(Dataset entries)
= = = = =
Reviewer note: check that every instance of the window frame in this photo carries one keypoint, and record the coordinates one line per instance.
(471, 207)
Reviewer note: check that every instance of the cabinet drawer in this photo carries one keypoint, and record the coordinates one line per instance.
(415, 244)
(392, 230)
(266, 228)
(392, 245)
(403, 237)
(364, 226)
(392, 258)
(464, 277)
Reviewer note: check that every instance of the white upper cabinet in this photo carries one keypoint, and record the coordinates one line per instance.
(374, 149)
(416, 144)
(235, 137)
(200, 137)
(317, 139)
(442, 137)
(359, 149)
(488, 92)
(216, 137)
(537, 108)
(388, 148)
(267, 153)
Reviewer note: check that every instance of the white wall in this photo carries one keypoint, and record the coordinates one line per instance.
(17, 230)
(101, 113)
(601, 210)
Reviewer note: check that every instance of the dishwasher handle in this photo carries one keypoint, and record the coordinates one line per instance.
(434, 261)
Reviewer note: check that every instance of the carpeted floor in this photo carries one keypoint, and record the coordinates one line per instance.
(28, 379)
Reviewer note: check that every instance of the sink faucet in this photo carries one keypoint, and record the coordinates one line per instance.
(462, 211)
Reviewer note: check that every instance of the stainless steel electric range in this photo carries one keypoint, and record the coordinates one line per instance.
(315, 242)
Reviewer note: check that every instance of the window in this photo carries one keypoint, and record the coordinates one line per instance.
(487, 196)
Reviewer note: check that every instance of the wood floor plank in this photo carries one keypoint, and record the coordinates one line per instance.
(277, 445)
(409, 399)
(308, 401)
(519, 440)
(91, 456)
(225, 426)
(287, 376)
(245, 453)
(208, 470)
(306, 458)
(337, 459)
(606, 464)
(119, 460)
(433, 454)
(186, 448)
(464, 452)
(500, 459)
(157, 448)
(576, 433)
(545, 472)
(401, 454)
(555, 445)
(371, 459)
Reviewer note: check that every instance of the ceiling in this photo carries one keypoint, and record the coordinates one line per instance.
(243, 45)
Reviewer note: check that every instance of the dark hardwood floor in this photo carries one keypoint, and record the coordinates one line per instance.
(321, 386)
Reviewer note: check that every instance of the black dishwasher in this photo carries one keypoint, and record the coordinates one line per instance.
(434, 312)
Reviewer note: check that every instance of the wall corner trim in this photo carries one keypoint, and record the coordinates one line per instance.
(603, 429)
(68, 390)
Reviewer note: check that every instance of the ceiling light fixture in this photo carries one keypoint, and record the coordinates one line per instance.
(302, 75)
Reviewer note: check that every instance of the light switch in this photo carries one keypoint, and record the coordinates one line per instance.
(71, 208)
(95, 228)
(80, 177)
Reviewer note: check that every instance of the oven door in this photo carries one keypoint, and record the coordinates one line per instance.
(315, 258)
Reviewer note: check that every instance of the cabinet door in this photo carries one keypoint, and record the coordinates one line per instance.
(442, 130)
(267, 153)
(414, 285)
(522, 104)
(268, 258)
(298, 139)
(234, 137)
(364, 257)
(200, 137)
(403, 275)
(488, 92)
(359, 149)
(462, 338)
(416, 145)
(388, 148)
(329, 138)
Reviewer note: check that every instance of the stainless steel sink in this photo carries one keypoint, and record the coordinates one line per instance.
= = = = =
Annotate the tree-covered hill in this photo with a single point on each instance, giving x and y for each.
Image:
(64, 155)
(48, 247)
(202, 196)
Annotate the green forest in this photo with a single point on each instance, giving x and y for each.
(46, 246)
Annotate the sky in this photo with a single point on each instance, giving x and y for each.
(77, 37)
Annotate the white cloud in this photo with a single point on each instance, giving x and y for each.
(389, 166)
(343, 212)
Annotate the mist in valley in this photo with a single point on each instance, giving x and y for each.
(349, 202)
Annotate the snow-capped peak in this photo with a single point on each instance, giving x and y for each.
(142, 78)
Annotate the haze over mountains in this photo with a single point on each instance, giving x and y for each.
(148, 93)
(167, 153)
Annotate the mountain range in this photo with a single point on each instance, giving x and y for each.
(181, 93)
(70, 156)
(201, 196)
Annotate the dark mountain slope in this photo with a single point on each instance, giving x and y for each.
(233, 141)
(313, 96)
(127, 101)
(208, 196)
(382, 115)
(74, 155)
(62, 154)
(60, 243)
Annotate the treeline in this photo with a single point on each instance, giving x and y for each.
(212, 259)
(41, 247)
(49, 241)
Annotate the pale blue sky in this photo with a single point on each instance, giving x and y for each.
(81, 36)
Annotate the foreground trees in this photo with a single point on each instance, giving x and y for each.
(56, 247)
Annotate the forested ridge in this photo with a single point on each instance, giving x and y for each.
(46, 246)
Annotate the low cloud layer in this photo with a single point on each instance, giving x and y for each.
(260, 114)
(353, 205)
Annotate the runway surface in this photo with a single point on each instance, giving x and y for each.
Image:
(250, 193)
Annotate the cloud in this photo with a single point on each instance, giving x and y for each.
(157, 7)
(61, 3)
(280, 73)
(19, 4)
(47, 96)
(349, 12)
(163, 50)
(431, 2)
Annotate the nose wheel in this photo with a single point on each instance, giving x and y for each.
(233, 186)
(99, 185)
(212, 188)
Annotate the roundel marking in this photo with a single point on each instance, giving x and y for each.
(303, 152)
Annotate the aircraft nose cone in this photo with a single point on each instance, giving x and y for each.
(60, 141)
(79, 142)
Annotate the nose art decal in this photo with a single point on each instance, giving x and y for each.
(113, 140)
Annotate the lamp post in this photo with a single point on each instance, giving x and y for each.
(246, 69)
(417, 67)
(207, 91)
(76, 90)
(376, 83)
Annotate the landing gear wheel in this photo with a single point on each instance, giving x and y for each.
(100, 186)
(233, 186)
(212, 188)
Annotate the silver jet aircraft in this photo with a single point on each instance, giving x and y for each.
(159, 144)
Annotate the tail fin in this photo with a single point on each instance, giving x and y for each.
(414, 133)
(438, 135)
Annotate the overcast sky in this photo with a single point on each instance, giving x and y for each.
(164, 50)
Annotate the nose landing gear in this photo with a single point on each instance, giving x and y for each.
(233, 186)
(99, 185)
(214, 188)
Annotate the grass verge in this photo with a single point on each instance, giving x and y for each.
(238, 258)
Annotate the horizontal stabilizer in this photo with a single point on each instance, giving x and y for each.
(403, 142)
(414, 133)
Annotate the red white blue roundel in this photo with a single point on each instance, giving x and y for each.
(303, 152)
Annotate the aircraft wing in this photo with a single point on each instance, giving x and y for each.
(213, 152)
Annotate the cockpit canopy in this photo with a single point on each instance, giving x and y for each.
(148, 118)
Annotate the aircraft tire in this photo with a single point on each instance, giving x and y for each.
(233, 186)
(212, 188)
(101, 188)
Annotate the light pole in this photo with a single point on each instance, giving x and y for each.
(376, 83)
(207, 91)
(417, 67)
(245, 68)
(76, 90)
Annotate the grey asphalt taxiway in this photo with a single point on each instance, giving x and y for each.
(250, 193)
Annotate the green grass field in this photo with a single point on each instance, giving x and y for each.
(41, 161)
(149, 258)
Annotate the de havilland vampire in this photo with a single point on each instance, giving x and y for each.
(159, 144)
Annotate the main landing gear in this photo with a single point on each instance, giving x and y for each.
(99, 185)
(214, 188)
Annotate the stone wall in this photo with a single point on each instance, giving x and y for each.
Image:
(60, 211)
= = = = =
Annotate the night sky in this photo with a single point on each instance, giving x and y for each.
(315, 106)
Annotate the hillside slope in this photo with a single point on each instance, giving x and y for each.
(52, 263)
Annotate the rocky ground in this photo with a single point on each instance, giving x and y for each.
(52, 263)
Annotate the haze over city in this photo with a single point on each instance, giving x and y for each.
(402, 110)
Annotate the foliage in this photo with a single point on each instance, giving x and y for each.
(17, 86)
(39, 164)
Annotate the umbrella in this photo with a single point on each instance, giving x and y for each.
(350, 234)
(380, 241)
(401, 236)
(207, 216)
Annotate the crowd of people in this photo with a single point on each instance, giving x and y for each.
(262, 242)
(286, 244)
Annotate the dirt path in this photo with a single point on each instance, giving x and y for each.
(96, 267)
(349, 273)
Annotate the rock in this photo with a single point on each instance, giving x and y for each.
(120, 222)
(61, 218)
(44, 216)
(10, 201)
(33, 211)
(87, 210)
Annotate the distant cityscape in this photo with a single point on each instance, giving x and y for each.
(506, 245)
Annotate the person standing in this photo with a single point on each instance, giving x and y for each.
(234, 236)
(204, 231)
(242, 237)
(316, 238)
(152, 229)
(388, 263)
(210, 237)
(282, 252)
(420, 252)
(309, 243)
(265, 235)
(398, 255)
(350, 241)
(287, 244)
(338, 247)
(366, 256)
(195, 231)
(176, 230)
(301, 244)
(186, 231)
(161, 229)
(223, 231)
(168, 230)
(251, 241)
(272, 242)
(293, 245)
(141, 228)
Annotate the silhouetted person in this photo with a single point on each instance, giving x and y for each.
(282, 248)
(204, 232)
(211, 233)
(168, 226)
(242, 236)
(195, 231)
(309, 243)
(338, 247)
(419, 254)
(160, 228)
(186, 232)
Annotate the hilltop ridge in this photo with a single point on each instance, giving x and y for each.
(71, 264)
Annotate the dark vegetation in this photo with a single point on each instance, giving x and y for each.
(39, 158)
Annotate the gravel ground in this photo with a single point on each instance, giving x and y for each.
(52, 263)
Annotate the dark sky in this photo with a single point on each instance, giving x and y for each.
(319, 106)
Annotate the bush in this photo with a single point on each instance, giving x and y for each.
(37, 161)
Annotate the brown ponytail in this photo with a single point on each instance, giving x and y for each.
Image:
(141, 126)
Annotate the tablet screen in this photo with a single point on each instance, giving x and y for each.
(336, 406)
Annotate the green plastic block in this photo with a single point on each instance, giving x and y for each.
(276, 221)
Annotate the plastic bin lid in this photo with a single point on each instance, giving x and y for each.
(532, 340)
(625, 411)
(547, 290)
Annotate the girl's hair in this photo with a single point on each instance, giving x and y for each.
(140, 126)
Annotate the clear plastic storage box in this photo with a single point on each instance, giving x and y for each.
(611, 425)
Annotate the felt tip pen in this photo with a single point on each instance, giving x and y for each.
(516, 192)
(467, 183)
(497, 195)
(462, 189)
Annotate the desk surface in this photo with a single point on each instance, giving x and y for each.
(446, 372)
= = = = =
■ Prompt: Give again exactly, and only, the lines above starting at the one with "Reviewer note: check that every instance of the light" and ending at the one with "stainless steel sink".

■ Answer box:
Reviewer note: check that every instance of the light switch in this photo carries one keypoint, and record the coordinates one line per instance.
(71, 208)
(95, 228)
(80, 177)
Reviewer note: check that every instance of the oven door in this photo carries one keypoint, and record the coordinates one line per instance.
(315, 258)
Reviewer note: check that every instance of the cabinet door in this photo carries one keypoint, and record the coordinates one line per instance.
(442, 130)
(267, 153)
(414, 285)
(522, 104)
(268, 258)
(298, 139)
(234, 137)
(364, 257)
(200, 137)
(403, 275)
(488, 92)
(359, 149)
(462, 338)
(416, 145)
(388, 148)
(329, 138)
Reviewer note: check that every instance of the stainless steel sink in this photo carries one keypoint, and record the coordinates one line per instance.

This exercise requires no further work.